◆ Quoted passage:
•••

Flooble's Random Blog Post Generator

Check out this app from a company called Flooble. I hear some fairly well-regarded blogs have been written this way:

"You know how sometimes you feel like you haven't posted anything to your blog for a while, and you should really get around to doing it, but there's nothing to really write about? We've all been there. That's why we at flooble have decided to give you an Instant Blog Post Generator.

Now you can have a ready-to-post entry for your blog with just one click of a button. Our system is random enough that there's thousands of variations to the post that it can generate, so if you don't like how it came out, you can simply keep clicking until the generator comes up with something you find acceptible.

(Because of the random element, some of these will not make too much sense, but some can be pretty funny!)"

Here's the first random post I got:

"A couple of days ago my teacher was watching a TV show about art in today's cut-throat corporate world. She was really disturbed by the whole thing, so she started telling my friend Bob about it, and he started bitching:

"That's amazing!.. Wow! If I hear another thing about today's cut-throat corporate world I'm going to shoot somebody!"

But then when my teacher got to the part about the art, Bob ran away all of a sudden. And the next day, Bob's father told me that the reason Bob was so freaked out was because he had to study art in class. There are days when Bob can be very stupid like that, but I have to live with that...

Link of the day: Give Points!"

Wow. I actually have a friend named Bob and I think this concocted scenario is totally plausible. Ha. Makes me think of my colleague John Smart's writing on Personality Capture and Digitial Twins (scroll down to B2. Personality Capture/Digital Twin (DT)).

IT Conversations Rules!

I'm a huuuge fan of John Brockman's Edge group. I greedily gobbled up their awesome video archives several years ago, but sadly they aren't adding many new ones.

Enter Doug Kaye and his listener-supported IT Conversations. Different from Brockman's bunch in that the ITC presentations are audio-only (far from a problem, you can take them to go) and mainly about business and the Web (you know: IT) rather than the whole-Universe-as-tinker-toy set over at Edge (you know: edge stuff), but the spirit of creative community feels similar to me, the cast and content are world-class, and best of all it keeps on a comin'.

•••

◆ Data lines:
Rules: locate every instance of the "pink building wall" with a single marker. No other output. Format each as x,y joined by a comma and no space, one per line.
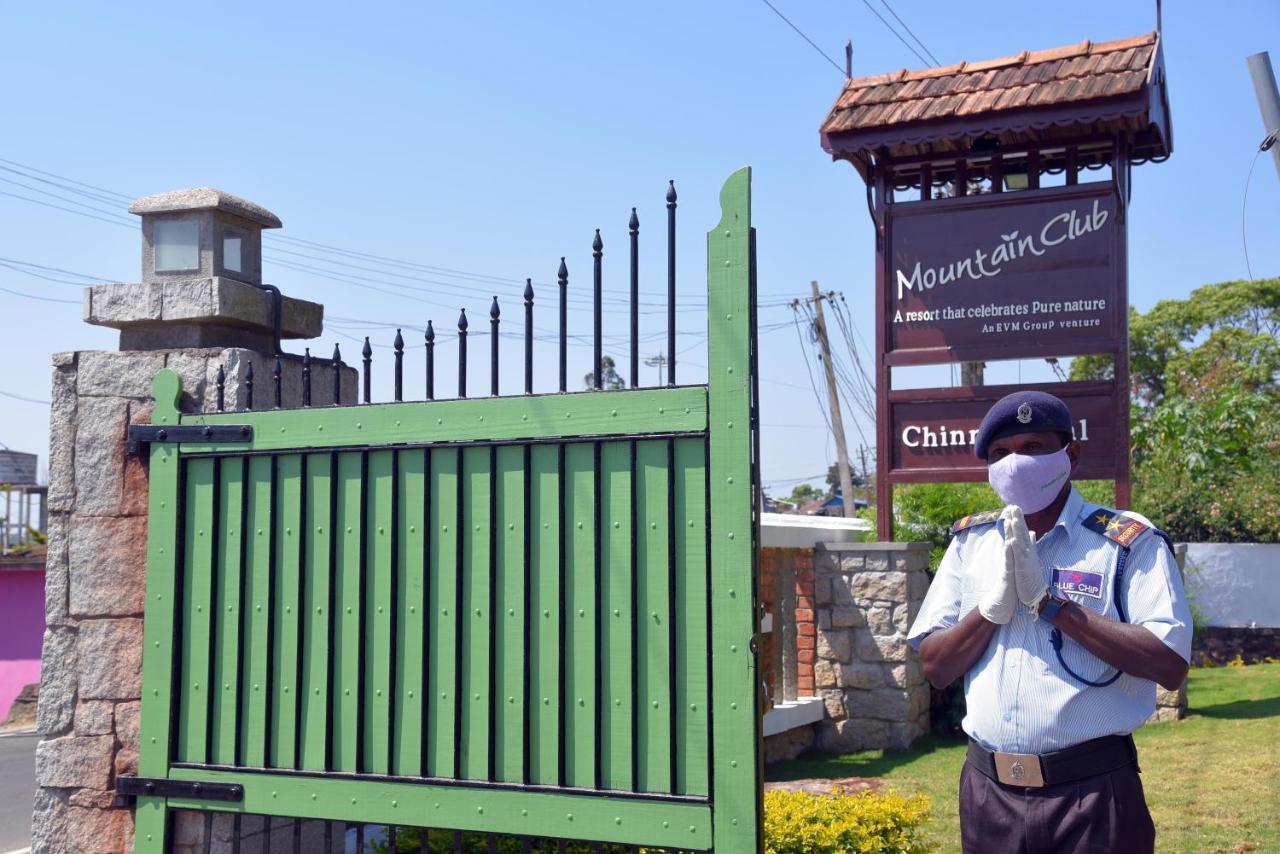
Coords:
22,630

•••

◆ Set of tasks:
1) In the blog excerpt, what format are the IT Conversations presentations described as having?
2) Go on with the blog excerpt from the point where it ends.

◆ Answers per task:
1) They are audio-only.

2)
One of my favorite classic Edge videos is Ken Kesey discussing the role of writers and poets(/artists) in shaping society. Excerpt: "You can't blame the President for the state of the country: it's always the poet's fault. You can't expect politicians to come up with a vision. They don't have it in them. Poets have to come up with a vision and they have to turn it on so it sparks and catches hold." The Merry Prankster also performs some hysterical foul-mouthed dramatics that you'll be imitating in your friends' faces in no time.

One of my favorite IT Conversation talks is Thomas Barnett speaking at Pop!Tech. Tom wrote a great book called The Pentagon's New Map: War and Peace in the 21st Century. His book and talk are a big picture framework for thinking about globalization after 9/11.

IT Conversations is also hosting audio from Accelerating Change 2004 which from my point of view as an organizer is just too cool. So if you want to check out stuff from the conference I work on, please browse their growing list of AC2004 downloads. It feels satisfying to be contributing in my own little way to a resource and community that I find so valuable.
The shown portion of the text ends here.